### DOCUMENT EXTRACT

— Begin —

Now that we’ve reached the end of the year I thought I would share with you Indie Auto’s top 20 most popular posts in 2023. These are ranked by number of page views. It’s true that we have a few more days to go before New Year’s, but I’m not expecting much, if any, shifting around. Take a look at the list and do share your reactions:
- Six mistakes that killed the AMC Pacer — and American Motors
- DeBest ad for the 1981 Pontiac Trans Am that was never printed
- What’s Collectible Automobile’s beef with the 1978-80 Pontiac Grand Prix?
- 1973 Oldsmobile Cutlass Supreme: Monument to a fading dream
- Why did Mitsubishi fail in the United States?
- 1954 Packard Clipper: The car that ended the automaker’s independence
- Defective 1977-79 Continental Mark V showed how Lincoln lost its way
- 1948 Hudson ‘step-down’ was a brilliant car with tragic flaws
- Four reasons why the AMC Gremlin was a bad idea
- 1965-68 GM big cars: The end of different strokes
- Rambler pays price for not listening to Car and Driver magazine
- 1963-65 Buick Riviera shows GM’s struggle with personal coupes
- 1970 Pontiac Firebird: Time to go on a diet
- 1969-71 Chrysler: An Exner idea fumbled again
- 1961-63 Rambler American: Would it have been better without a restyling?

— End —

### PROVIDED DATA
— Begin —

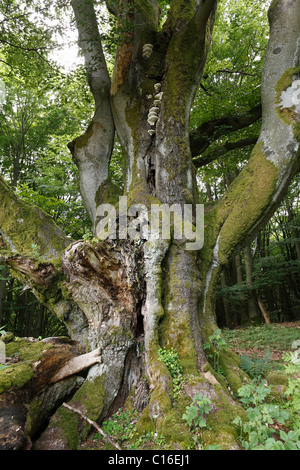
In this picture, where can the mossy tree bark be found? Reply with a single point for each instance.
(126, 298)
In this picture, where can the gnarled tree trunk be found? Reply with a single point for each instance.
(130, 297)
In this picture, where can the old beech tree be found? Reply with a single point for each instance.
(128, 299)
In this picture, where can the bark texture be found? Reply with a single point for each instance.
(128, 298)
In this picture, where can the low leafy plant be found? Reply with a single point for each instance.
(262, 430)
(171, 359)
(257, 367)
(195, 413)
(292, 393)
(216, 343)
(120, 425)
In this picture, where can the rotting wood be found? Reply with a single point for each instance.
(77, 364)
(96, 426)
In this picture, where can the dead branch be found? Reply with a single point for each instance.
(77, 364)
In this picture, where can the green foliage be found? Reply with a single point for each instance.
(171, 359)
(121, 425)
(195, 414)
(260, 432)
(216, 343)
(261, 337)
(257, 366)
(292, 393)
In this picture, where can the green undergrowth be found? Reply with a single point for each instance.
(270, 399)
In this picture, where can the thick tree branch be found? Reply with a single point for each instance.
(208, 132)
(92, 151)
(23, 225)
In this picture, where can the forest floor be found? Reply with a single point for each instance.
(254, 341)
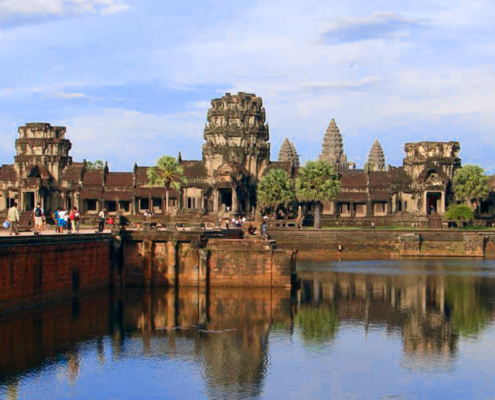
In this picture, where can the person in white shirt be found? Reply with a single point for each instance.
(101, 220)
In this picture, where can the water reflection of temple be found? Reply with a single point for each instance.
(429, 311)
(224, 331)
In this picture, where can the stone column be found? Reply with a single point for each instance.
(441, 209)
(216, 196)
(425, 203)
(172, 263)
(148, 262)
(203, 267)
(235, 201)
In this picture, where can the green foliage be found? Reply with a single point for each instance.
(98, 164)
(317, 324)
(275, 189)
(470, 182)
(459, 213)
(317, 182)
(168, 173)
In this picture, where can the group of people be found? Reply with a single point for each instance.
(235, 222)
(65, 220)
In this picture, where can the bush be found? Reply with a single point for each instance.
(459, 213)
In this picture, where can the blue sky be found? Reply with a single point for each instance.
(132, 80)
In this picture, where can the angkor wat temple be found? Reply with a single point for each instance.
(235, 155)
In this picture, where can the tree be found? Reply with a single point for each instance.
(471, 183)
(275, 189)
(168, 173)
(316, 183)
(98, 164)
(459, 213)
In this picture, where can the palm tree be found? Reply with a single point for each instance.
(168, 173)
(275, 189)
(316, 183)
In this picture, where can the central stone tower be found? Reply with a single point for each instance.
(332, 150)
(236, 132)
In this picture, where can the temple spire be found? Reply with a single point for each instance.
(333, 145)
(376, 158)
(288, 153)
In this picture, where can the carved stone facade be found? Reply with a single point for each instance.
(333, 147)
(236, 154)
(376, 158)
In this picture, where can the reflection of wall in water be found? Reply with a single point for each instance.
(419, 305)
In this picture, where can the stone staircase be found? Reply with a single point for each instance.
(434, 221)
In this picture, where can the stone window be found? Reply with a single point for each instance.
(111, 206)
(191, 202)
(360, 210)
(144, 204)
(345, 209)
(380, 208)
(157, 204)
(125, 206)
(91, 205)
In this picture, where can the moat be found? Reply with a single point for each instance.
(356, 330)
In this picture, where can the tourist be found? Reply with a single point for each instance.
(13, 218)
(61, 221)
(38, 219)
(68, 222)
(55, 219)
(75, 218)
(263, 231)
(101, 220)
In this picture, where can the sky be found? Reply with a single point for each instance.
(133, 79)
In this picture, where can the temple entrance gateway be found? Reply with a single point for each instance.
(28, 201)
(226, 198)
(434, 202)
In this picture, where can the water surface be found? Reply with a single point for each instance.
(409, 329)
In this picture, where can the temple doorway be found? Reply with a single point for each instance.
(28, 201)
(226, 198)
(433, 202)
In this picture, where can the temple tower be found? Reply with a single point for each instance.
(236, 132)
(288, 153)
(376, 158)
(333, 146)
(44, 146)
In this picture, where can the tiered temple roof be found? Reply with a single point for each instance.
(333, 145)
(376, 158)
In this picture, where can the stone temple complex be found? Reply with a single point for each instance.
(235, 155)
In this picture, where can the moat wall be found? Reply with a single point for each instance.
(156, 259)
(382, 244)
(34, 270)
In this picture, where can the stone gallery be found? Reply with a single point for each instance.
(235, 155)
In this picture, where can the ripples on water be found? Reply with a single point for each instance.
(405, 329)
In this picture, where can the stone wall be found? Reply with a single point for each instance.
(381, 244)
(162, 259)
(36, 269)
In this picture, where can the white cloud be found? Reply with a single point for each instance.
(126, 136)
(62, 95)
(378, 25)
(59, 7)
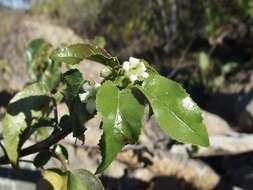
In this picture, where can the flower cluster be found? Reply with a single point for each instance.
(89, 96)
(135, 69)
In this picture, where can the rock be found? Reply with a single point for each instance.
(245, 112)
(215, 125)
(236, 143)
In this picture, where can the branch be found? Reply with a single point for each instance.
(51, 140)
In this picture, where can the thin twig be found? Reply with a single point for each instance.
(51, 140)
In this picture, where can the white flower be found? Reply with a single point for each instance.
(88, 96)
(135, 69)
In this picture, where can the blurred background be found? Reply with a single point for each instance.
(207, 46)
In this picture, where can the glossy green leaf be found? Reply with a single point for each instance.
(37, 52)
(42, 158)
(53, 179)
(61, 152)
(78, 114)
(83, 180)
(174, 110)
(21, 114)
(39, 66)
(122, 117)
(75, 53)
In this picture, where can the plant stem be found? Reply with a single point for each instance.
(51, 140)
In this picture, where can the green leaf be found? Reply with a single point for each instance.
(122, 117)
(75, 53)
(27, 105)
(83, 180)
(37, 53)
(42, 158)
(78, 114)
(53, 179)
(39, 66)
(74, 81)
(61, 152)
(175, 111)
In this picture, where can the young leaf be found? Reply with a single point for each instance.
(42, 158)
(39, 66)
(26, 105)
(175, 111)
(61, 152)
(36, 56)
(122, 117)
(53, 179)
(83, 180)
(78, 115)
(75, 53)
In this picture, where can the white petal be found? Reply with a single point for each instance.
(144, 74)
(91, 106)
(133, 77)
(87, 86)
(84, 96)
(133, 62)
(188, 103)
(126, 65)
(142, 67)
(97, 85)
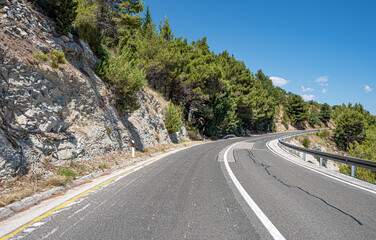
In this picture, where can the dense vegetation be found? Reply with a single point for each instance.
(356, 133)
(216, 93)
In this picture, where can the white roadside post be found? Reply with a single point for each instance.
(133, 148)
(353, 171)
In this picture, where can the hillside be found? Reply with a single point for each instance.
(54, 115)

— End —

### BRIEF
Copy out the Indie Auto post listing its most popular articles of 2023 word for word, from start to finish.

### THE SOLUTION
Now that we’ve reached the end of the year I thought I would share with you Indie Auto’s top 20 most popular posts in 2023. These are ranked by number of page views. It’s true that we have a few more days to go before New Year’s, but I’m not expecting much, if any, shifting around. Take a look at the list and do share your reactions:
- Six mistakes that killed the AMC Pacer — and American Motors
- DeBest ad for the 1981 Pontiac Trans Am that was never printed
- What’s Collectible Automobile’s beef with the 1978-80 Pontiac Grand Prix?
- 1973 Oldsmobile Cutlass Supreme: Monument to a fading dream
- Why did Mitsubishi fail in the United States?
- 1954 Packard Clipper: The car that ended the automaker’s independence
- Defective 1977-79 Continental Mark V showed how Lincoln lost its way
- 1948 Hudson ‘step-down’ was a brilliant car with tragic flaws
- Four reasons why the AMC Gremlin was a bad idea
- 1965-68 GM big cars: The end of different strokes
- Rambler pays price for not listening to Car and Driver magazine
- 1963-65 Buick Riviera shows GM’s struggle with personal coupes
- 1970 Pontiac Firebird: Time to go on a diet
- 1969-71 Chrysler: An Exner idea fumbled again
- 1961-63 Rambler American: Would it have been better without a restyling?